• **PROMPT**
Rewrite the stretch from the start of the records through the line containing "MULTIPOLYGON (((125 124, 127", requests included, adding 143 to every coordinate in the answers. Give only those lines, and leave the pictures out.

(Dataset items)
==============================
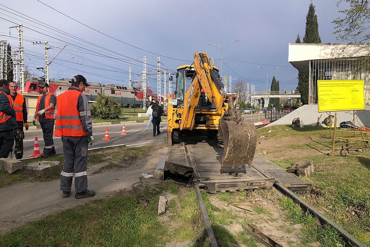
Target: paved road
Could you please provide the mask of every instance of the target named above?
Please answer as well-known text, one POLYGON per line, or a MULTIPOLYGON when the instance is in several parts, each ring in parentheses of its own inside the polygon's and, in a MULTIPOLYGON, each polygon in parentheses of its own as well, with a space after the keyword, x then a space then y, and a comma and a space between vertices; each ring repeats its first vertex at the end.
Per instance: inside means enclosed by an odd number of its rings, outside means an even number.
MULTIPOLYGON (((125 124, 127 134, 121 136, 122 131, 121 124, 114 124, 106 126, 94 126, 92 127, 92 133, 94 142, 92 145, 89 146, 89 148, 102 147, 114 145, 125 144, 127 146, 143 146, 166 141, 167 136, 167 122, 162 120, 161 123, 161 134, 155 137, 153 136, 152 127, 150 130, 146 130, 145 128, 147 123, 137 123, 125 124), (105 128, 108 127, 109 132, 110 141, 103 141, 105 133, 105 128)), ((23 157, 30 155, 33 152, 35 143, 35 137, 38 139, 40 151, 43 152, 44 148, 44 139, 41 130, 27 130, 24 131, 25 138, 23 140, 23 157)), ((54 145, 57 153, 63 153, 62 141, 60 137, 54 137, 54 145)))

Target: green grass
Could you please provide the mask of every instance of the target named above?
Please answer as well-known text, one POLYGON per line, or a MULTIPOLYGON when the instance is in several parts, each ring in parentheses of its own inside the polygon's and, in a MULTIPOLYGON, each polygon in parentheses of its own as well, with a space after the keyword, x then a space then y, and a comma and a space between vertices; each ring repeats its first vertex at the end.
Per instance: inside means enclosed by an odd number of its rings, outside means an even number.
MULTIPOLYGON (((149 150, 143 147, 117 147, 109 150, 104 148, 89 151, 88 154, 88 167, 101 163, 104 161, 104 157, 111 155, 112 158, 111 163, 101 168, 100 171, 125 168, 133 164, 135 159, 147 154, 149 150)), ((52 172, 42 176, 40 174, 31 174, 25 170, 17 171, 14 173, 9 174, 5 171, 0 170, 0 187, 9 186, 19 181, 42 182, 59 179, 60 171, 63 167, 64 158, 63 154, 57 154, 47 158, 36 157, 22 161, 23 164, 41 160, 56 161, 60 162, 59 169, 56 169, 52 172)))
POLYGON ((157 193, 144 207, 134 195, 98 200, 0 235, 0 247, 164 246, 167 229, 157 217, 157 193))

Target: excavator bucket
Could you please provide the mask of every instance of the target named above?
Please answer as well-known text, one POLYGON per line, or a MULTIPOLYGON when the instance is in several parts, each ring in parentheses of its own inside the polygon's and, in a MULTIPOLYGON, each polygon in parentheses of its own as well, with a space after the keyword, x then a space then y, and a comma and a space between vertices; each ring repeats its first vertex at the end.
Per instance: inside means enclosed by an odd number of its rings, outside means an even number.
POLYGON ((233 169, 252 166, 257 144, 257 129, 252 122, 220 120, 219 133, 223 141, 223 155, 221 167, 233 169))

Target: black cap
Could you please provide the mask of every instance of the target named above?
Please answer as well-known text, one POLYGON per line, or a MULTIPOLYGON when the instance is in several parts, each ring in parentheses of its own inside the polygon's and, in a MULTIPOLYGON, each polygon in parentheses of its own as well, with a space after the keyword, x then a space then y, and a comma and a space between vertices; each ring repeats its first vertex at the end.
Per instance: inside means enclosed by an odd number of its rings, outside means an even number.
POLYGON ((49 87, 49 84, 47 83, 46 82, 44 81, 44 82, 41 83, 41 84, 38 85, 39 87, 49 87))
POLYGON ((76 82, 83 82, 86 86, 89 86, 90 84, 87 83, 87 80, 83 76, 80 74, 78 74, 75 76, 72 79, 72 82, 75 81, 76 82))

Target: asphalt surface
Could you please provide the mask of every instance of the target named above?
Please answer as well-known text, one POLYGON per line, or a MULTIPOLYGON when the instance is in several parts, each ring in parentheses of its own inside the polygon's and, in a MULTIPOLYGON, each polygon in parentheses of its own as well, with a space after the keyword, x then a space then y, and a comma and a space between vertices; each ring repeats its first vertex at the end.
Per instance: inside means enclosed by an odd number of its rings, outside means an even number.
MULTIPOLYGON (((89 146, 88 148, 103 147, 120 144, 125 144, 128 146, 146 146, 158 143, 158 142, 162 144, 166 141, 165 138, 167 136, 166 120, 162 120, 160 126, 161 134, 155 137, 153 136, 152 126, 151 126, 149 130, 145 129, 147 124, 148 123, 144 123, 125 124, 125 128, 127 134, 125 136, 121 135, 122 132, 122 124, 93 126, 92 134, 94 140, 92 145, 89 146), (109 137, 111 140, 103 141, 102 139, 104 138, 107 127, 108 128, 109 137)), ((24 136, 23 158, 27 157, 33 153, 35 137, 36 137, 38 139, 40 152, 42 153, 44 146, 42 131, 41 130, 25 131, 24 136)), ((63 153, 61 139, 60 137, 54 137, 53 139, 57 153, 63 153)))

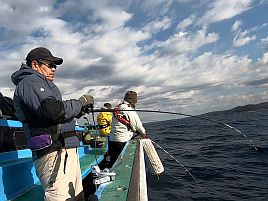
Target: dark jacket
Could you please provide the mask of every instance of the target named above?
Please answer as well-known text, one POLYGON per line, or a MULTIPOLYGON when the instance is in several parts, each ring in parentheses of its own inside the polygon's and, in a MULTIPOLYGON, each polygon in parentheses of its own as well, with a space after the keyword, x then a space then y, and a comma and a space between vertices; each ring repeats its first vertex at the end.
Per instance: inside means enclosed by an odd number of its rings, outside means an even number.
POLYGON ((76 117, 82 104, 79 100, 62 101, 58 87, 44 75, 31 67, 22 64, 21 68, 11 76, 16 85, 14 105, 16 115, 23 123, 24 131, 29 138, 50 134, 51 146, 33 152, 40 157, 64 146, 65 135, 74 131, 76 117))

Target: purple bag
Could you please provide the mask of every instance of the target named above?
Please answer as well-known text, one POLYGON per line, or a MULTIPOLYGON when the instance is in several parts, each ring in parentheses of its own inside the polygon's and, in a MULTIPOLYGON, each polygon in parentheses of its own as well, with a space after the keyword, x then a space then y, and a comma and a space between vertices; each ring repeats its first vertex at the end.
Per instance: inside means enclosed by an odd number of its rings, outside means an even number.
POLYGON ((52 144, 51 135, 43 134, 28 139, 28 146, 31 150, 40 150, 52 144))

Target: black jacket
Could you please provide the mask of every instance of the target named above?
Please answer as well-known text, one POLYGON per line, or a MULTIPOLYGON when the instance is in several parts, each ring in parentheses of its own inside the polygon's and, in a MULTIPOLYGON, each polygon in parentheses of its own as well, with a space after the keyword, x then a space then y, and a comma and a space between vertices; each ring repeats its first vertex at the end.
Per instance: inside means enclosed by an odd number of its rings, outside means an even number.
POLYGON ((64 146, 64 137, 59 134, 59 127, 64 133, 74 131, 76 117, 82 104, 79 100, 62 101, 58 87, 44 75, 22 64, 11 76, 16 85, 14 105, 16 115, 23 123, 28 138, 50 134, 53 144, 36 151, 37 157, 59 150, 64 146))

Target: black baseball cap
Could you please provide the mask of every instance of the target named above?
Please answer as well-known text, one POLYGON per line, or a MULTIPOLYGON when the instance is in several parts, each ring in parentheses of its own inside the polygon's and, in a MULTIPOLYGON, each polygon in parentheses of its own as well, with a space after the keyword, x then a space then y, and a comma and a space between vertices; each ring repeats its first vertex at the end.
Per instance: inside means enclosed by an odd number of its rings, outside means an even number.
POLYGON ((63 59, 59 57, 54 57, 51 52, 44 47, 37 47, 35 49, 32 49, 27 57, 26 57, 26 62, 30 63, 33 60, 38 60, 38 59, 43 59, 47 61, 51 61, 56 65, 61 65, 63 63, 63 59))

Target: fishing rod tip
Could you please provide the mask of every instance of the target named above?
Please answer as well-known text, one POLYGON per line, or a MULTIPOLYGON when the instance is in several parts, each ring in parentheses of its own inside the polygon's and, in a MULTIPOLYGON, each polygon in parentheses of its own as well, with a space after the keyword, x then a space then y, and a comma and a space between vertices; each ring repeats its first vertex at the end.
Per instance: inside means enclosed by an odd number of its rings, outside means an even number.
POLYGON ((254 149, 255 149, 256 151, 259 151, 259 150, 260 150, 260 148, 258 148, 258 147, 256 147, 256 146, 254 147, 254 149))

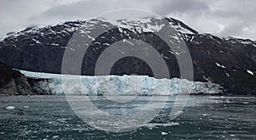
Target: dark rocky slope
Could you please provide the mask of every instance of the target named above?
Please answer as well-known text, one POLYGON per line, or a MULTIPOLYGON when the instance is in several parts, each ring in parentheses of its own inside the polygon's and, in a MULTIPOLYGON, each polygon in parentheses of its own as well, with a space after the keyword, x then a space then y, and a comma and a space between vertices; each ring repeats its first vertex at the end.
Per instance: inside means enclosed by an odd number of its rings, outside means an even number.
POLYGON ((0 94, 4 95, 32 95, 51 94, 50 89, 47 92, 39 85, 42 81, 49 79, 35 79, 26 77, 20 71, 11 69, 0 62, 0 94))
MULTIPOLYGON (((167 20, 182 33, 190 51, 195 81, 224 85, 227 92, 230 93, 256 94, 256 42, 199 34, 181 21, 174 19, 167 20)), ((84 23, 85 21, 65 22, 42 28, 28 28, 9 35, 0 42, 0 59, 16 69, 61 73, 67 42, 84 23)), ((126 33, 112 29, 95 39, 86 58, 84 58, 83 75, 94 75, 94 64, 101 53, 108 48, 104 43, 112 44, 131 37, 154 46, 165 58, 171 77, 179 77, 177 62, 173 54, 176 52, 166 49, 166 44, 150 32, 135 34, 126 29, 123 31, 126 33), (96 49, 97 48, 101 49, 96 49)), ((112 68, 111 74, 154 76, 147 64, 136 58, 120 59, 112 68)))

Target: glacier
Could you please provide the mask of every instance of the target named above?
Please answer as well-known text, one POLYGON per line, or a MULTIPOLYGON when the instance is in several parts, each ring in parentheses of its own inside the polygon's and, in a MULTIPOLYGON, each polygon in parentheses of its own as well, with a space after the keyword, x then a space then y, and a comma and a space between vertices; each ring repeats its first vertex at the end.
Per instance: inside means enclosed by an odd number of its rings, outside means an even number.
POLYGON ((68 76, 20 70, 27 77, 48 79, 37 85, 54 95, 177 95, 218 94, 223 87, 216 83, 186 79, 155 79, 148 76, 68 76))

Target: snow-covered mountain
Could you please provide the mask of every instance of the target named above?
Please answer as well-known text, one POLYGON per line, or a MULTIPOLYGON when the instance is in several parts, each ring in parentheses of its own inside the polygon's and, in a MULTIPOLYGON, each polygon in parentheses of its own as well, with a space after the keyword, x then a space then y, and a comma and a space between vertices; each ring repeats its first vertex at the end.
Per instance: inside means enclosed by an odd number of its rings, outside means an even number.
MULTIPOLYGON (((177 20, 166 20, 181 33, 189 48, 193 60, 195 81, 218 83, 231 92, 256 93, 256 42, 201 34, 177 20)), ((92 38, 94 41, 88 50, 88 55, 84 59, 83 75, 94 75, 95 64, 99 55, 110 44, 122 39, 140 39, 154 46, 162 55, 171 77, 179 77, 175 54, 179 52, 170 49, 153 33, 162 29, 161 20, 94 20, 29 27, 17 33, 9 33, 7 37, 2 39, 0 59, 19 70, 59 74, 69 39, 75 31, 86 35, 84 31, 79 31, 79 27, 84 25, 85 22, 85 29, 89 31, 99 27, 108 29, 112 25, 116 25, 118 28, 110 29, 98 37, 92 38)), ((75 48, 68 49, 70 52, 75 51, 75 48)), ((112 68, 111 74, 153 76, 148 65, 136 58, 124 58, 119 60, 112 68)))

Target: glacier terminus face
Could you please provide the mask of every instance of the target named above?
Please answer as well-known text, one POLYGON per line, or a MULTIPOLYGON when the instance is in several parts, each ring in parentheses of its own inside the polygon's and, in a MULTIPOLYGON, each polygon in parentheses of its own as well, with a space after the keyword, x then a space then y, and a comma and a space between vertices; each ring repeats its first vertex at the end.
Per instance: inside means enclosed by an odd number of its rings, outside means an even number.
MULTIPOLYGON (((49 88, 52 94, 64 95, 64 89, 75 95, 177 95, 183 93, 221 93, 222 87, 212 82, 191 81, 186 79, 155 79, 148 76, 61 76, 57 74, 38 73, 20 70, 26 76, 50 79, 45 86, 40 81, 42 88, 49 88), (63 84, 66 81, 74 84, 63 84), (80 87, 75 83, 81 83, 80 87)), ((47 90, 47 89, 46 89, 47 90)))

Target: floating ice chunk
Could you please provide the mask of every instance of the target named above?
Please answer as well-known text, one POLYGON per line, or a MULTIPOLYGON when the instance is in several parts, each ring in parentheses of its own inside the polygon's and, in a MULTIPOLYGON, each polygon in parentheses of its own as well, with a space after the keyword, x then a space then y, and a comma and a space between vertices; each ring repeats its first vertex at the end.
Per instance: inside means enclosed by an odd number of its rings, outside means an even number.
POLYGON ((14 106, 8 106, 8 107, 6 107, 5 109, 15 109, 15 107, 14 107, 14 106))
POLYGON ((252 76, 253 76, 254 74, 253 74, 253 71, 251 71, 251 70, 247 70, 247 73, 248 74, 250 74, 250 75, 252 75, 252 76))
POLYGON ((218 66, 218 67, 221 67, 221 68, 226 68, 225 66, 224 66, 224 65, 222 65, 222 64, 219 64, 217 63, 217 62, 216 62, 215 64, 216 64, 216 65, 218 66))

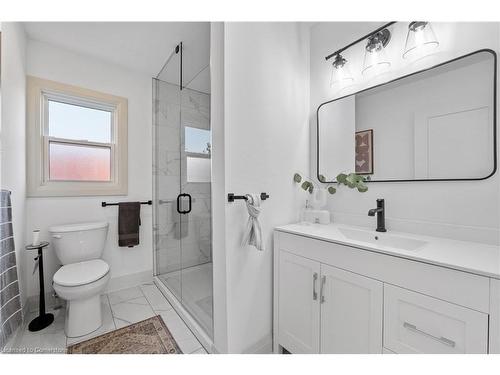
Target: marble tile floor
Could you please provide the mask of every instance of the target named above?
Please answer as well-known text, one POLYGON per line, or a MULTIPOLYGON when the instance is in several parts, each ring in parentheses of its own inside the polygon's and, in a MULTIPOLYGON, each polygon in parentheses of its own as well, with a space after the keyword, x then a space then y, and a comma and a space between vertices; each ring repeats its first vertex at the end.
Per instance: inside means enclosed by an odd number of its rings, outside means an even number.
==============================
• **EXERCISE RESULT**
Target: paved road
Could you please provide the mask of every instance of the target named above?
Please answer as well-known text, one POLYGON per line, or a MULTIPOLYGON when the instance is in several parts, each ring in parentheses of its own inside the polygon's and, in a MULTIPOLYGON, each polygon in parentheses of its own as well, with a space after the keyword, x then a space then y, and a comma and a space between vertices; each ring repeats its first vertex at the end.
Per instance: inside means enclosed by an odd number of its rings, outside means an even number.
MULTIPOLYGON (((268 267, 270 277, 264 279, 265 274, 264 267, 257 267, 249 269, 237 269, 235 270, 235 276, 237 285, 235 288, 232 289, 232 291, 245 290, 257 288, 268 287, 270 289, 286 289, 309 284, 310 279, 310 265, 305 263, 304 266, 304 277, 298 280, 296 279, 295 270, 293 273, 289 273, 288 271, 290 266, 280 266, 268 267), (248 271, 251 270, 252 275, 253 284, 246 284, 248 276, 248 271)), ((166 300, 173 298, 176 295, 178 286, 178 280, 181 282, 183 294, 186 295, 187 291, 187 282, 184 273, 170 273, 167 274, 168 281, 166 283, 166 300)), ((197 288, 200 296, 206 296, 205 284, 203 280, 197 280, 197 288)))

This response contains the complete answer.